• Extracted text:
[BEGIN]
I'm wondering how much of a strike the color line thing is against Sullivan in the eyes of boxing fans, because it seems like a big deal to me. I remember reading that Sullivan feared he'd lose his celebrity status, win or lose, if he were to give Peter Jackson a title shot. I always wondered if that was the case, or if he saw something else in Jackson that gave him pause. Whatever the case, his refusal to take on all comers puts an asterisk next to him in the history books, along with anybody else who drew the color line. They had a "World Colored Heavyweight Champion" back then. Why would Sullivan's title carry any more weight than that? Looks to me that he was the World Caucasian Heavyweight Champion, and nothing more.
Sullivan seemed to go back and forth on whether or not he would fight Jackson. On one day, blacks are too ‘inferior’ and don’t ‘deserve’ to fight white people. On the other, he tells Jackson to his face that he will fight him if he gets 15 thousand dollars, and I believe that was the same thing he told Corbett and Slavin as well. Sullivan even offered to fight Godfrey for the title in 1888 when they met in person, but it was Godfrey who declined due to being out of shape. Paraphrasing here, but I read an article from Sullivan on the topic of fighting Jackson and he said: he doesnt deserve to fight me because blacks aren’t the on the same level as me and I wouldn’t ‘lower’ myself to the level of fighting them, but even if I did sometime in the future, I would still beat him.” He seemed open to it at times, while completely shunning the idea altogether other times
Seems that if Sullivan really thought he was superior, he would have been more than willing to take on Jackson, or any other black fighter of the day, and prove it to World. The fact that he wanted nothing to do with it seems to point more in the direction of him actually having an inferiority complex, if anything. His reasoning for not fighting Jackson just sounds like a garbage excuse. I can't comment on Sullivan as a fighter, since I've never seen him in action, but the color line thing is always a bad look, especially for a guy who considers himself a World Champion.
[END]
[Entries from a point annotation set]
[BEGIN]
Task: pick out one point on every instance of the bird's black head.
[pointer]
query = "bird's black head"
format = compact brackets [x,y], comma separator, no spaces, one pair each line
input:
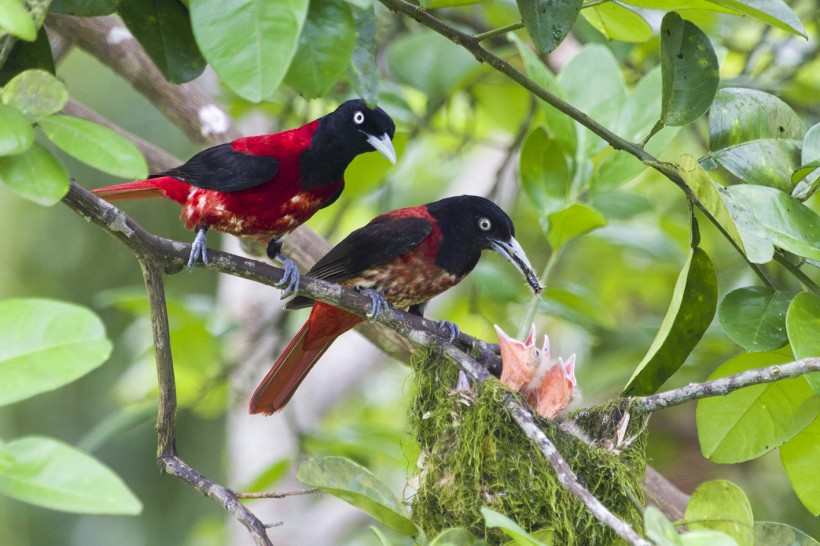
[471,224]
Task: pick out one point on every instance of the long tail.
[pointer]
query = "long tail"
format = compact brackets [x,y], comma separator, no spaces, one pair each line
[324,325]
[163,187]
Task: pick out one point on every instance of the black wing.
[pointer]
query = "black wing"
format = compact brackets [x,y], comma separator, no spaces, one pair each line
[222,168]
[378,242]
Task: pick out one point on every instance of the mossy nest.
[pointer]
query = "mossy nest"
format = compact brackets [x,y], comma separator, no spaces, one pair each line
[474,455]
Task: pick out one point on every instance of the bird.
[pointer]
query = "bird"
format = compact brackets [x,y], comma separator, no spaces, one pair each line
[403,257]
[263,187]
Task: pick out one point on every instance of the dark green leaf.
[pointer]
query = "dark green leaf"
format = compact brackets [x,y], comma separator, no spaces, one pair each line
[325,48]
[690,71]
[249,43]
[358,486]
[548,21]
[51,474]
[35,174]
[755,317]
[752,421]
[690,313]
[163,28]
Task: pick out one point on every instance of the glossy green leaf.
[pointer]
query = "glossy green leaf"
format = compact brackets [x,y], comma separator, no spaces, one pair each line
[803,325]
[799,457]
[754,317]
[773,533]
[358,486]
[690,71]
[51,474]
[325,48]
[36,93]
[95,145]
[249,43]
[16,134]
[16,20]
[35,174]
[690,313]
[618,22]
[749,422]
[573,221]
[773,12]
[493,520]
[766,216]
[548,21]
[163,28]
[721,506]
[46,344]
[560,127]
[544,172]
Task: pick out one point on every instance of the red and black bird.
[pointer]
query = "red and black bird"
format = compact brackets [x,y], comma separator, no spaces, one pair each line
[406,257]
[264,186]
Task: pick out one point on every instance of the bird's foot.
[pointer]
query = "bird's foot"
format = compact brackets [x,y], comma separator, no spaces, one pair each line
[199,248]
[377,302]
[452,327]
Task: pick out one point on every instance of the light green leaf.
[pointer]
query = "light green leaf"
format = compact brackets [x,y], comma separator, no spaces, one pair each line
[749,422]
[690,313]
[35,174]
[46,344]
[16,20]
[358,486]
[36,93]
[16,134]
[249,43]
[721,506]
[690,71]
[799,457]
[754,317]
[51,474]
[95,145]
[803,325]
[548,21]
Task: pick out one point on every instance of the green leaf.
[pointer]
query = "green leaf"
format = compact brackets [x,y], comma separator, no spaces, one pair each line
[618,22]
[543,172]
[358,486]
[16,20]
[690,71]
[163,28]
[802,325]
[325,48]
[35,174]
[548,21]
[749,422]
[772,12]
[16,134]
[95,145]
[721,506]
[249,43]
[36,93]
[799,457]
[754,317]
[51,474]
[46,344]
[690,313]
[573,221]
[493,519]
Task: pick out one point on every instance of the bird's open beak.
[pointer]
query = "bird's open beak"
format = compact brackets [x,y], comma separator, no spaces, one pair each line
[383,145]
[513,253]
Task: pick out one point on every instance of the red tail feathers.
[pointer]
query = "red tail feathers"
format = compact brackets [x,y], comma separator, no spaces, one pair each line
[324,325]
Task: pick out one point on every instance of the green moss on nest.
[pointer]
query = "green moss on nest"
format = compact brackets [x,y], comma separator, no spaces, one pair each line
[474,456]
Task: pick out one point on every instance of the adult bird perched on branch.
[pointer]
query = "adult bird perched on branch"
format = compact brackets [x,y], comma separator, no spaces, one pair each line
[265,186]
[405,257]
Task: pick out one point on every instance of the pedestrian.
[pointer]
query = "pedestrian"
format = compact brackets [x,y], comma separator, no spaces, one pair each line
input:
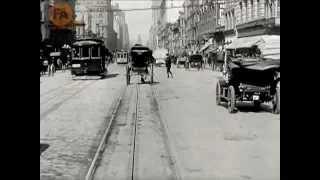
[168,65]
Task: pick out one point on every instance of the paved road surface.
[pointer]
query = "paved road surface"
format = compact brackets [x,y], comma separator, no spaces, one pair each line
[180,131]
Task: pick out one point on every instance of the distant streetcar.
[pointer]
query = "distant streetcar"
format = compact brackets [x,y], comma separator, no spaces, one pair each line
[122,57]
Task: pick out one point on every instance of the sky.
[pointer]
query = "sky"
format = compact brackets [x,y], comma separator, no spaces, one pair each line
[139,22]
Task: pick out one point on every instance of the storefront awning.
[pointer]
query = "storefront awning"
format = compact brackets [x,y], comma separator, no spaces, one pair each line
[269,45]
[207,45]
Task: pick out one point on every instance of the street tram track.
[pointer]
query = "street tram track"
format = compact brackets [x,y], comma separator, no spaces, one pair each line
[134,137]
[103,141]
[57,91]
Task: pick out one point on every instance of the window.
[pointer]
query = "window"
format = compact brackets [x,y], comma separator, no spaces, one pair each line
[241,12]
[95,52]
[258,8]
[76,52]
[247,11]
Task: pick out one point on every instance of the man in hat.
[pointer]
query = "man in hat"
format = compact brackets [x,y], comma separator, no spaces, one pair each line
[168,65]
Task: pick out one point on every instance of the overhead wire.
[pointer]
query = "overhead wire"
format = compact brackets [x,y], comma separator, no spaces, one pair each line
[152,8]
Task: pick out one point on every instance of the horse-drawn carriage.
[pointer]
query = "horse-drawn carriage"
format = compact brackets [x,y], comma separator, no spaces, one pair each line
[88,57]
[140,63]
[194,61]
[249,77]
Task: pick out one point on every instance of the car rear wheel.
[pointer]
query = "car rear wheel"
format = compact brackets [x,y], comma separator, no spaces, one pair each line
[218,93]
[231,99]
[276,100]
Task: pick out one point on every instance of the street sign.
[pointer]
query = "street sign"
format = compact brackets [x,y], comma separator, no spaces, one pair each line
[61,14]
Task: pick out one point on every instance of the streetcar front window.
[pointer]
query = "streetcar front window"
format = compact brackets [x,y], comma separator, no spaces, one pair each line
[95,52]
[76,52]
[85,52]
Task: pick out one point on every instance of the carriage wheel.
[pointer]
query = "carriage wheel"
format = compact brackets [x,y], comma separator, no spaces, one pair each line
[151,74]
[276,100]
[128,76]
[218,93]
[231,99]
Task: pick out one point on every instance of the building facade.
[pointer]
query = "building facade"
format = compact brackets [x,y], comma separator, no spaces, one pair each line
[246,18]
[60,35]
[44,20]
[215,23]
[120,27]
[97,15]
[159,24]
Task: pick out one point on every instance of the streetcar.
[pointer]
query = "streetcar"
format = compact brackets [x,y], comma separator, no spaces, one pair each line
[88,57]
[122,57]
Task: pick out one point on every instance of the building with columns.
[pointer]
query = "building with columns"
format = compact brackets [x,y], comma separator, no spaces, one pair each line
[121,28]
[97,16]
[159,19]
[246,18]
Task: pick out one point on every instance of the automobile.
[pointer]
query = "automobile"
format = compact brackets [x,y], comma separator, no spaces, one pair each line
[181,61]
[250,76]
[140,63]
[160,62]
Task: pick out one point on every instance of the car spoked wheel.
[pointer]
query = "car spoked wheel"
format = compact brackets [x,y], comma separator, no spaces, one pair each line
[276,100]
[218,93]
[256,105]
[231,99]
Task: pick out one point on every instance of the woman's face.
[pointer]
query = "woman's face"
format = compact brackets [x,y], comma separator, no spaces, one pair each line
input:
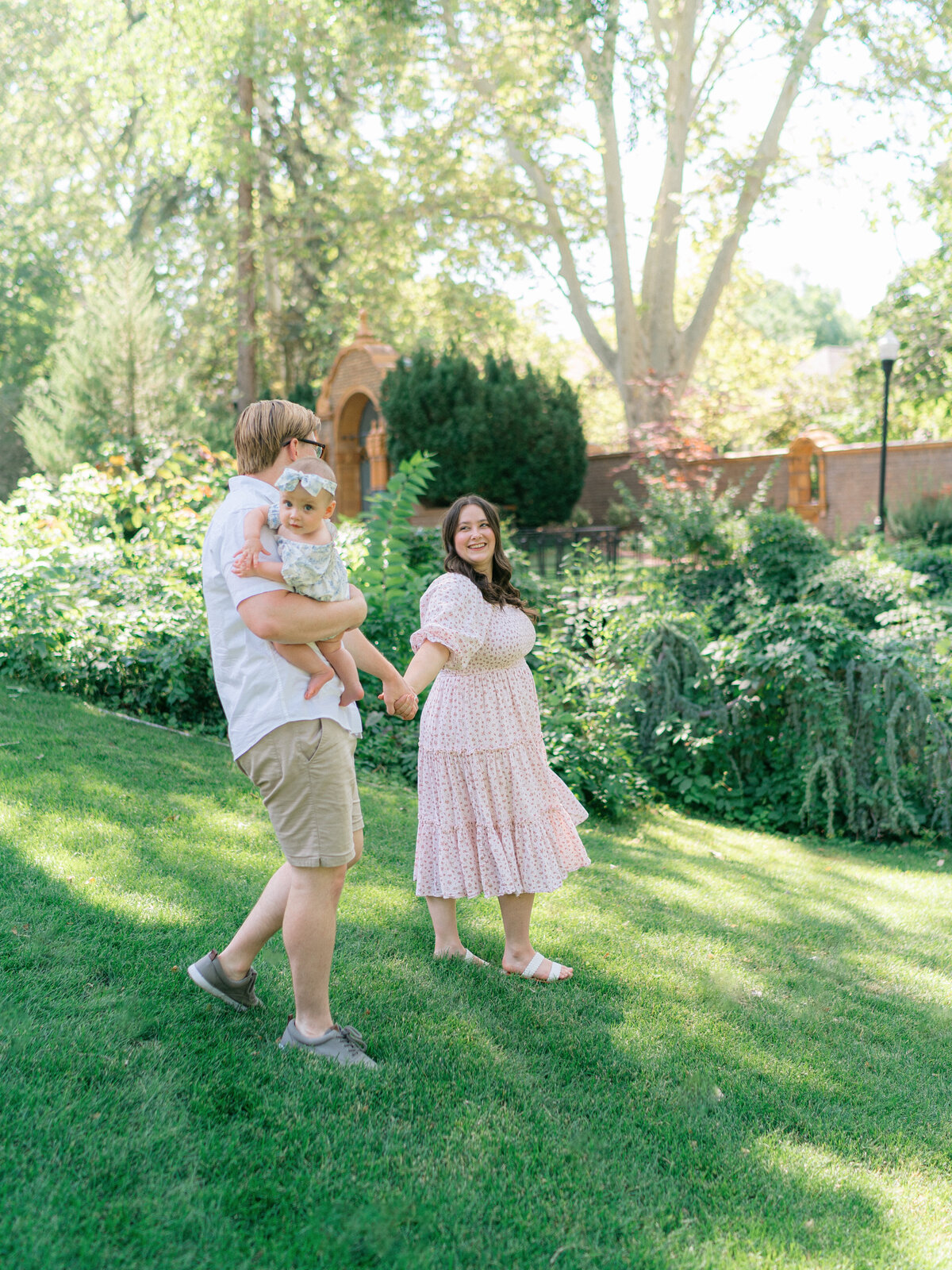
[474,539]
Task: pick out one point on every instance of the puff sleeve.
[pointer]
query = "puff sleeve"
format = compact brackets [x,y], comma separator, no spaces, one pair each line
[454,614]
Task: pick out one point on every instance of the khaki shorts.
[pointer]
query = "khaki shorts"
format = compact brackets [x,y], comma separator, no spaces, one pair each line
[305,772]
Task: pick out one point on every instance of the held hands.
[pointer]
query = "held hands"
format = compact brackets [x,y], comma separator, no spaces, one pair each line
[399,698]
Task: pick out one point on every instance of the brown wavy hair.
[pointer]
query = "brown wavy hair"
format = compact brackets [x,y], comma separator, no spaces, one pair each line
[501,591]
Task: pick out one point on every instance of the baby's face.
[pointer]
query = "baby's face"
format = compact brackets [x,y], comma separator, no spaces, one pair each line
[302,512]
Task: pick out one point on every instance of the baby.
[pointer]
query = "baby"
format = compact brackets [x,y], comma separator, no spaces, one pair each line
[310,564]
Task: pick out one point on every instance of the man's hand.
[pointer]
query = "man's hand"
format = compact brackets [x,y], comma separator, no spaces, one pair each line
[399,696]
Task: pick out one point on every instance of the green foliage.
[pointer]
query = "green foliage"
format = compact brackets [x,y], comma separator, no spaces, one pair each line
[861,587]
[112,385]
[689,522]
[101,586]
[513,438]
[393,563]
[785,314]
[797,721]
[932,563]
[582,689]
[928,518]
[32,291]
[784,552]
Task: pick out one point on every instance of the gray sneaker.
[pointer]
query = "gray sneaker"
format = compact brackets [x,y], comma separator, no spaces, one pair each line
[238,994]
[343,1045]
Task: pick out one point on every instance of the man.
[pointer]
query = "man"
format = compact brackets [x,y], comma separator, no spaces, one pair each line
[298,753]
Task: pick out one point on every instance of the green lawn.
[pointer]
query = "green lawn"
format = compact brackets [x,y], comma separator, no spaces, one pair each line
[750,1068]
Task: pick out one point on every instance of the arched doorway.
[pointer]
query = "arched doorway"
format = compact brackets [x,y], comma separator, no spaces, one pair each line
[349,403]
[806,474]
[349,456]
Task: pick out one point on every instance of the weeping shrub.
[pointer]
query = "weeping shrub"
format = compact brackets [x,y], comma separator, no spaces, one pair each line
[800,722]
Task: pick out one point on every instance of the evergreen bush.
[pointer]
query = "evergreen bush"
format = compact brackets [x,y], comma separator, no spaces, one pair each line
[112,387]
[513,438]
[784,552]
[862,587]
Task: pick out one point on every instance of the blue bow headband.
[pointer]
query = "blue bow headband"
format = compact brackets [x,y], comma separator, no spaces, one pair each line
[291,478]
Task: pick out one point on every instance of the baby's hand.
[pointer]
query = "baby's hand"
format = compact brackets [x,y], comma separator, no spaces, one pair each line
[248,558]
[251,550]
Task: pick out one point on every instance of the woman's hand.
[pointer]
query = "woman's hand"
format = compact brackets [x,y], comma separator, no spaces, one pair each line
[399,698]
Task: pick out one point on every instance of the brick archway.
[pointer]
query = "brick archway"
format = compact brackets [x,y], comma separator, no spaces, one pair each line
[806,474]
[349,406]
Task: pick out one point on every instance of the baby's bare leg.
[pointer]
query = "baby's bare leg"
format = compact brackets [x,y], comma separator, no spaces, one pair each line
[305,658]
[346,670]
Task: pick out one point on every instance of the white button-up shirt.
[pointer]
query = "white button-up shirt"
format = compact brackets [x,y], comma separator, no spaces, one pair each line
[259,690]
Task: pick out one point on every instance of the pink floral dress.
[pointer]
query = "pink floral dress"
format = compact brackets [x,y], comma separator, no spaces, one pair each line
[494,818]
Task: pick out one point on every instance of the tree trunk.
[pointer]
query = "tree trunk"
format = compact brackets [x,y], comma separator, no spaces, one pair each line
[248,329]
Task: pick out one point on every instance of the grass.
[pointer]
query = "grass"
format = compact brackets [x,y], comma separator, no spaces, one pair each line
[750,1068]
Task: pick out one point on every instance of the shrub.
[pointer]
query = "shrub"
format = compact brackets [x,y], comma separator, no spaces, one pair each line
[933,563]
[513,438]
[928,518]
[689,524]
[784,552]
[112,381]
[101,586]
[800,721]
[861,587]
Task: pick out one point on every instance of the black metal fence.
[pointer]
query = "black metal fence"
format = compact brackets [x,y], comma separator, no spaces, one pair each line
[547,549]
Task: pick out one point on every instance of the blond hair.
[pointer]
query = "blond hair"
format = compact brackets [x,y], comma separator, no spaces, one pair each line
[264,427]
[317,467]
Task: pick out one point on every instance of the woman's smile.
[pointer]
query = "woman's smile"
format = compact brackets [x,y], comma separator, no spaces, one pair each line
[474,539]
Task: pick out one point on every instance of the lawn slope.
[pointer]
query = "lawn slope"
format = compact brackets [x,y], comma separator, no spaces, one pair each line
[752,1066]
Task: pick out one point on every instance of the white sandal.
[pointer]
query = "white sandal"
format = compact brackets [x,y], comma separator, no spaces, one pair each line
[530,972]
[455,956]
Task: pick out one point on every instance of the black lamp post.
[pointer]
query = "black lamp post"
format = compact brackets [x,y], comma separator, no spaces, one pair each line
[888,347]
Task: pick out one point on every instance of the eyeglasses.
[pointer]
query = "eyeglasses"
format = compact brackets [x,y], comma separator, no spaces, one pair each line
[308,441]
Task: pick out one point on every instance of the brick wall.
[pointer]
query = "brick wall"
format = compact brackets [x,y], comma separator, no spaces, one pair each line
[852,479]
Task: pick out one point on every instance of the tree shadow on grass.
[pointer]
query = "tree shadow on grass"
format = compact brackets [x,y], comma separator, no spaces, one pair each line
[653,1113]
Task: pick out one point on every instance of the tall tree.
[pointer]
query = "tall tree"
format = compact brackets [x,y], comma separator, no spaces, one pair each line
[531,111]
[111,384]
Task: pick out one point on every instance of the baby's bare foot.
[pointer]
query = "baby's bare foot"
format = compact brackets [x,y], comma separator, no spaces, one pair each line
[317,683]
[349,695]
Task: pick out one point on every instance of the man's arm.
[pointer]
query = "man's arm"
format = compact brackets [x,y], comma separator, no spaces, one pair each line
[374,662]
[286,618]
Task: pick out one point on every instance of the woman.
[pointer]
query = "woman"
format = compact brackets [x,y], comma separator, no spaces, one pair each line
[494,817]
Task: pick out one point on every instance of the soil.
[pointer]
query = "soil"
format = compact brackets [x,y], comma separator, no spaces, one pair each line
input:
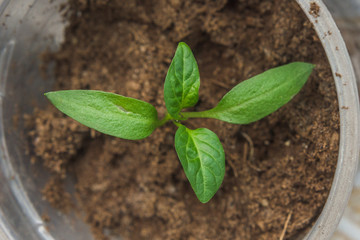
[277,169]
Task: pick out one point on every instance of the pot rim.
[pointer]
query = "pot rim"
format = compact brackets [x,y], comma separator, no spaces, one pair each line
[348,99]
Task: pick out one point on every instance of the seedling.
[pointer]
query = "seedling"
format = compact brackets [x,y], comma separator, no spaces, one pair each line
[200,151]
[END]
• Given request 1:
In the Sullivan discussion, why does the third post see Sullivan's refusal to fight Jackson as a sign of an inferiority complex? Answer in one to three sentences.
• Given request 2:
Select every line of the listing that contains the word "facade".
The listing has no connection to the Sullivan discussion.

• Finished answer 1:
The post reasons that if Sullivan truly believed he was superior, he would have gladly fought Jackson or any other black fighter of the day to prove it to the world. Because he wanted nothing to do with such a fight, the post takes that as pointing more toward an inferiority complex.

• Finished answer 2:
Task: pick out one point on every instance of the building facade.
query = "building facade"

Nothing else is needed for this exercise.